SEZIONE DEL TESTO →
▬▬▬

Territorio

Territorio

Il territorio dell’Alto Casertano abbraccia le tre comunità montane della provincia di Caserta: la Comunità Montana del Matese, del Monte Maggiore e di Monte Santa Croce. Con i suoi attuali 48 comuni, segna assieme alle catene del Matese, del Montemaggiore e con il Comune di Roccamonfina, il confine nord della regione Campania.

La zona, attraversata dal fiume Volturno, è un piacevole alternarsi di montagne e colline.

La varietà paesaggistica ed il clima salubre e “frizzante” rendono l’Alto Casertano un’ incontaminata località di interesse turistico ambientale, naturalistico e archeologico.

Scoprire questa terra vuol dire scoprire antichissime origini e una ricchezza inestimabile di storia e folklore, fascino e suggestione.

Al visitatore il gusto di immergersi, tra ambientazioni storiche e paesaggistiche, alla scoperta di itinerari, antiche città, borghi e castelli medioevali, monasteri, ma anche grotte e strade risalenti all’età romanica e sannitica, e a volte addirittura neolitica.

Area Geografica
Comuni
Prodotti tipici
Artigianato

Area Geografica di Intervento

Prodotti tipici

L’Alto Casertano è la terra del gusto e del sapore. Una zona di consolidata tradizione rurale che custodisce una varietà straordinaria di produzioni tipiche agroalimentari ed enologiche ma anche di antiche ricette rurali della gastronomia locale.

Tra i prodotti tipici di eccellenza spiccano la castagna di Roccamonfina, le ciliegie, l’olio extravergine di oliva delle colline matesine e caiatine, i formaggi pecorino e caciocavallo, le diverse varietà di vitigni che hanno dato origine a vini come il Pallagrello, conosciuto fin dall’epoca romana.

Il Pecorino dell'Alto Casertano

Un formaggio di tradizione secolare della zona collinare del Matese, che ha saputo conservare la genuinità della materia prima: il latte proviene esclusivamente da pecore allevate a pascolo naturale. È il pecorino dell’Alto Casertano, formaggio dalla caratteristica crosta dura, rigata e di colore nocciola, che si può degustare in diverse versioni, dal fresco allo stagionato (da 20 giorni a 1 anno), dall’aromatizzato al sott’olio. Particolarmente apprezzato il pecorino di Laticauda, preparato con il latte di razze autoctone delle zone di Avellino, Benevento e Caserta, un incrocio tra la pecora appenninica e quella barbaresca di origine del Nord Africa, così chiamata per via della coda larga e adiposa (dal latino latis cauda, “coda larga”). Famoso già alla fine del XIV secolo per gli spiccati sentori di erbe spontanee e trifoglio ladino, grazie alle immutate metodologie di preparazione il pecorino di Laticauda conserva intatte ancora oggi le sue qualità organolettiche: profumo caratteristico, sapore aromatico leggermente piccante che varia d’intensità a seconda della stagionatura, consistenza dura, a tratti farinosa, grana fine. Il suo colore varia dal giallo paglierino al giallo brillante, in relazione al tenore di grassi, mentre la pezzatura va dai 300 gr. per il formaggio fresco, fino a circa 5.5 kg.

▬▬▬

DATI REGISTRATI →
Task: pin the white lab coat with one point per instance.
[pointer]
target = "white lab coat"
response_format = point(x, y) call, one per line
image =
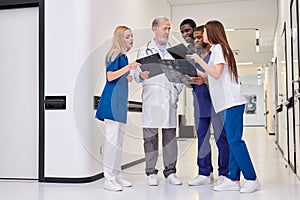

▬▬▬

COMPITI ED ESERCIZI →
- 1) Secondo il testo sull'Alto Casertano, quanti comuni comprende attualmente questo territorio?
- 2) Ricopia dal testo sull'Alto Casertano il brano che va da "L’Alto Casertano è" a "fin dall’epoca romana.".

LE RISPOSTE →
- 1) Comprende 48 comuni.

- 2)
L’Alto Casertano è la terra del gusto e del sapore. Una zona di consolidata tradizione rurale che custodisce una varietà straordinaria di produzioni tipiche agroalimentari ed enologiche ma anche di antiche ricette rurali della gastronomia locale.

Tra i prodotti tipici di eccellenza spiccano la castagna di Roccamonfina, le ciliegie, l’olio extravergine di oliva delle colline matesine e caiatine, i formaggi pecorino e caciocavallo, le diverse varietà di vitigni che hanno dato origine a vini come il Pallagrello, conosciuto fin dall’epoca romana.